Исходный текст

▬▬▬▬▬▬▬▬▬▬

Вернувшийся домой председатель, взволнованный проигрышем, долго ходил по кабинету, обдумывая создавшееся положение: проигрыш он должен внести завтра, но как и где он достанет деньги? Придется обратиться к евреям-факторам, но они за эту услугу потребуют для себя разных льгот, против чего он все время боролся и этим гордился. Ложась спать, он почувствовал в кровати пакет, взял его и увидал, что в нем лежит сумма, равная почти его проигрышу. «От кого это могло бы быть?» — посмотрел на тумбочку, увидал карточку Фирсанова. В эту ночь, нужно думать, председателю спать не пришлось от борьбы двух противоположных чувств, но совесть спасовала. Акт торгов в пользу Фирсанова был подписан.

Деньги текли Фирсанову большим потоком от лесных операций, он начал заниматься скупкой домов на лучших улицах Москвы и дисконтом. Ростовщиком он был злым, попавшие к нему должники и не могущие уплатить ему своевременно по своим обязательствам были достойны сожаления.

Мой хороший знакомый Михаил Николаевич Лавров, соблазненный жалованьем в 6 тысяч рублей, поступил к нему главным доверенным по всем делам; до этого он был инспектором в Московском университете.

Лавров рассказывал: Фирсанову измывательство над неаккуратными должниками доставляло большое удовольствие, и он чрезвычайно наслаждался унижением и подавленностью духа просящего. Измучив окончательно, он обыкновенно соглашался исполнить просьбу, но у некоторых он требовал исполнения какого-либо хлопотливого поручения, понятно, не платя за этот труд.

Лавров мог прослужить у него недолгое время, и в это время он был свидетелем тяжелых сцен, разбив ими свои нервы, и после одной сцены, когда рыдающий должник, стоя на коленях, с льющимися из глаз слезами, целовал сапоги Фирсанова, умоляя отсрочить платеж и не разорять его и пожалеть его малолетних детей, Лавров не выдержал, подошел к Фирсанову, швырнул ключи от несгораемого шкафа на стол и сказал: «Больше служить у вас не могу — вы не человек!» Бывший при этой сцене служащий потом передавал Лаврову: Фирсанов не понял причины возмущения Лаврова, был только очень удивлен и сказал: «Чем я его обидел? Жалованье платил аккуратно, и немаленькое».

▬▬▬▬▬▬▬▬▬▬

Задание 1
Выведите дословно фрагмент текста о Фирсанове от слов "Деньги текли Фирсанову" до слов "были достойны сожаления." включительно.
Текст и записи ниже — это два отдельных материала, не связанных между собой.

▬▬▬▬▬▬▬▬▬▬

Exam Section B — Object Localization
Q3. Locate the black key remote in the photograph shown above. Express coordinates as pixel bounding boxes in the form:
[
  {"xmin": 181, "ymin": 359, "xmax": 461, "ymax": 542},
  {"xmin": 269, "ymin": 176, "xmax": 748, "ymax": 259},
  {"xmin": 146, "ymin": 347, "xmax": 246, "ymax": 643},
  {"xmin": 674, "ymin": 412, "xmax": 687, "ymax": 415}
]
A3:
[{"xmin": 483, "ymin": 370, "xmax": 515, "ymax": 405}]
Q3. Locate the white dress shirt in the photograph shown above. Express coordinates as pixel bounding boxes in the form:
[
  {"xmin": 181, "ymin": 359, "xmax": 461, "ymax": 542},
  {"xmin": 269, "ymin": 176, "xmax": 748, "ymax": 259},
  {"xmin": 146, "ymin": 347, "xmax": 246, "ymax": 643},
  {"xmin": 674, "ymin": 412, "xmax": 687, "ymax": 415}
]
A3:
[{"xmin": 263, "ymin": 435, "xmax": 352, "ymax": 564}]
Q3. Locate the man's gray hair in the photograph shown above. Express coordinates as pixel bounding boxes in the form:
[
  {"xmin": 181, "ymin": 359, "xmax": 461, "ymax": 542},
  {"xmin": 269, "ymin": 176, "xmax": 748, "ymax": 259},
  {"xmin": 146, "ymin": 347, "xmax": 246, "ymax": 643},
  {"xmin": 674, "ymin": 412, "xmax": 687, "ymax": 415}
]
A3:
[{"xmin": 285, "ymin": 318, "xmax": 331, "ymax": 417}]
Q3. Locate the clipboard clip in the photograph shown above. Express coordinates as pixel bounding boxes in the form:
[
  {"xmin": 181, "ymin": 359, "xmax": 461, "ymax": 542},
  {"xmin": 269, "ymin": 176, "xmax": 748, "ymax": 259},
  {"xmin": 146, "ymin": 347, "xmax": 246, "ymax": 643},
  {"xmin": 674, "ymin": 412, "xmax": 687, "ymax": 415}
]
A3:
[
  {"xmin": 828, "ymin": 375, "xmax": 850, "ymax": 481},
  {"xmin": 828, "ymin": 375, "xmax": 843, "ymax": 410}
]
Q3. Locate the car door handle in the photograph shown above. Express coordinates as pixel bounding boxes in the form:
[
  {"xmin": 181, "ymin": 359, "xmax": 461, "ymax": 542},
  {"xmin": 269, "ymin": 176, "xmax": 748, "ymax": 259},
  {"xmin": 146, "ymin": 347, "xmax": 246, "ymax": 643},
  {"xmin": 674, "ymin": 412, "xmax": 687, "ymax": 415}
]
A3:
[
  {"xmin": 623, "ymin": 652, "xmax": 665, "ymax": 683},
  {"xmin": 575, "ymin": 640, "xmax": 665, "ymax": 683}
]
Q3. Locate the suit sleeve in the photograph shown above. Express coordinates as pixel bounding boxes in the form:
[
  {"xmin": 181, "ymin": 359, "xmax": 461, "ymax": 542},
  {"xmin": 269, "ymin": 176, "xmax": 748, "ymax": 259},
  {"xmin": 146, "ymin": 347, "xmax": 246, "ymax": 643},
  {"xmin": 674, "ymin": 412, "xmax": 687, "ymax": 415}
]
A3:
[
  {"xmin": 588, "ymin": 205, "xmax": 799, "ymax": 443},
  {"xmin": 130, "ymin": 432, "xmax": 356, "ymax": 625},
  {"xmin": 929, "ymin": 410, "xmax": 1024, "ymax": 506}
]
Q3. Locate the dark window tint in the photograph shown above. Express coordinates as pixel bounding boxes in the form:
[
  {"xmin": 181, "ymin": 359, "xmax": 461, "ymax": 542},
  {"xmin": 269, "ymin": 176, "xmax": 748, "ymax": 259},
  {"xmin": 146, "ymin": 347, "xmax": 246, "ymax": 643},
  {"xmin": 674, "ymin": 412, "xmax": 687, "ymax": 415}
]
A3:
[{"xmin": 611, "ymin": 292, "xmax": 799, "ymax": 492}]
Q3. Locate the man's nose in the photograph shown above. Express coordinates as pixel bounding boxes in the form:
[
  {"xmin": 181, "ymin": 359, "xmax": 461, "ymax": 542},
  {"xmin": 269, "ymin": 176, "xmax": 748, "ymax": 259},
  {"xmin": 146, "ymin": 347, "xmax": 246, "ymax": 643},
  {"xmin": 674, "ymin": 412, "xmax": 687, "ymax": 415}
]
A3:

▬▬▬▬▬▬▬▬▬▬

Задание 2
Отберите из записей все строки, где встречается слово "Localization", с учетом регистра.

Ответ 1
Деньги текли Фирсанову большим потоком от лесных операций, он начал заниматься скупкой домов на лучших улицах Москвы и дисконтом. Ростовщиком он был злым, попавшие к нему должники и не могущие уплатить ему своевременно по своим обязательствам были достойны сожаления.

Ответ 2
Exam Section B — Object Localization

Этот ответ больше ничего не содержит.